--- BEGIN ---

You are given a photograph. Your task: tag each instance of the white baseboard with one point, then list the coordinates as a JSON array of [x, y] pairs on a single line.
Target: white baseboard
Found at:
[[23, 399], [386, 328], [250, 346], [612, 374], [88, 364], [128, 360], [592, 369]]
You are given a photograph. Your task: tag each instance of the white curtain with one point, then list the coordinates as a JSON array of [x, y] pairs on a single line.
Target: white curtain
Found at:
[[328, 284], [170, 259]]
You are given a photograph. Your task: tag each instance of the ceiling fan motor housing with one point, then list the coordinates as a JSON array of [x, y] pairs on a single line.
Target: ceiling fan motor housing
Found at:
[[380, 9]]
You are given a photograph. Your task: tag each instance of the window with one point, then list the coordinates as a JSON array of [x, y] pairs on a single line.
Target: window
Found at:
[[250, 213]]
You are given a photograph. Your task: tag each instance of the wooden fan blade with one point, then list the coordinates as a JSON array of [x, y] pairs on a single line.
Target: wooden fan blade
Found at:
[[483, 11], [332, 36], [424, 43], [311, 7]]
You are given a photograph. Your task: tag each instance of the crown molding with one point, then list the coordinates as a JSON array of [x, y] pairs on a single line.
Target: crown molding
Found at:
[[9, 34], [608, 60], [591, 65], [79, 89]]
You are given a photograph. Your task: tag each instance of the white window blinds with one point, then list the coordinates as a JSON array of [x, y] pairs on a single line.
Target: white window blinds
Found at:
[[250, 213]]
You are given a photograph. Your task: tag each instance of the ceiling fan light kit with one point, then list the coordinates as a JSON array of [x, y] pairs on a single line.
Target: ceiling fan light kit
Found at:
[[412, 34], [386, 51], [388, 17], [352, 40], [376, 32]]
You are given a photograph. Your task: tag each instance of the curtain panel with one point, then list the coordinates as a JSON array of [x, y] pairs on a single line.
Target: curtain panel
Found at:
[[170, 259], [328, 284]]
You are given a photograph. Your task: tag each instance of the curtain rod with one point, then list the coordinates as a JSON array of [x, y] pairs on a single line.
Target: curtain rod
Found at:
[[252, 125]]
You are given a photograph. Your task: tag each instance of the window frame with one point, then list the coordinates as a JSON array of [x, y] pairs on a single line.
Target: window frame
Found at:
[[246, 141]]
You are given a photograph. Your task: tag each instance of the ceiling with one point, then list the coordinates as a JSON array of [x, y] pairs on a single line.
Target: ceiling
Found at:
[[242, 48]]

--- END ---

* **Task details**:
Each record above must be given again exactly.

* **The result**:
You are given a photograph. Your task: tag each instance of the white baseboard with one point, then list the coordinates as a JSON array of [x, y] pairs on a single line.
Target: white baseboard
Found at:
[[23, 399], [386, 328], [250, 346], [612, 374], [88, 364], [128, 360], [592, 369]]
You are given a photograph. Your task: tag each instance of the white curtain with one point, then list the coordinates as a JSON array of [x, y] pairs on a single line.
Target: white curtain
Found at:
[[328, 284], [170, 259]]
You are given a photograph. Your task: tag each instance of the ceiling fan motor housing with one point, then list the coordinates as a JSON array of [x, y] pairs on a single line.
Target: ceiling fan motor housing
Found at:
[[380, 9]]
You are given a photograph. Your task: tag each instance of the window with one point, then list the coordinates as a JSON array of [x, y] pairs on a single line.
Target: window
Found at:
[[250, 213]]
You are given a photograph. Your task: tag each instance of the wooden fan blade with one point, then list the coordinates as a JSON array of [x, y] pairs on a single line.
Target: wooden fan blade
Found at:
[[483, 11], [332, 36], [424, 43], [311, 7]]
You are given a photograph. Your task: tag each instance of the crown molding with one point, then list the coordinates as a JSON array of [x, y] pairs on a single line.
Target: crown molding
Found at:
[[9, 34], [608, 60], [591, 65], [79, 89]]
You are given a photograph. Your task: tag each instance of the white window blinds with one point, then list the coordinates as a JSON array of [x, y] pairs on a single line.
Target: white window blinds
Found at:
[[250, 213]]
You are given a photograph. Your task: tag each instance of the ceiling fan light kit with one point, then list the coordinates as a JSON array of [x, y] pairs on a single line.
Target: ceiling fan light kit
Found at:
[[412, 34], [386, 51], [388, 17], [352, 40], [376, 32]]
You are given a photograph. Your task: tag each instance of the curtain panel with one point, then list the coordinates as a JSON array of [x, y] pairs on a single line.
Target: curtain panel
Found at:
[[170, 259], [328, 284]]
You are given a photograph. Your task: tag each instance of the curtain rod with one point, then list the coordinates as a JSON array of [x, y] pairs on a single line.
Target: curtain rod
Found at:
[[252, 125]]
You are given a photograph. Your task: tag each instance of the window frame with one point, then list the coordinates as a JSON array of [x, y] pairs on a single line.
Target: window frame
Found at:
[[246, 141]]
You are given a photograph. Your task: tag each instance of the ceiling with one point, then list the coordinates as a JSON array of [x, y] pairs on a single line.
Target: ceiling
Found at:
[[242, 48]]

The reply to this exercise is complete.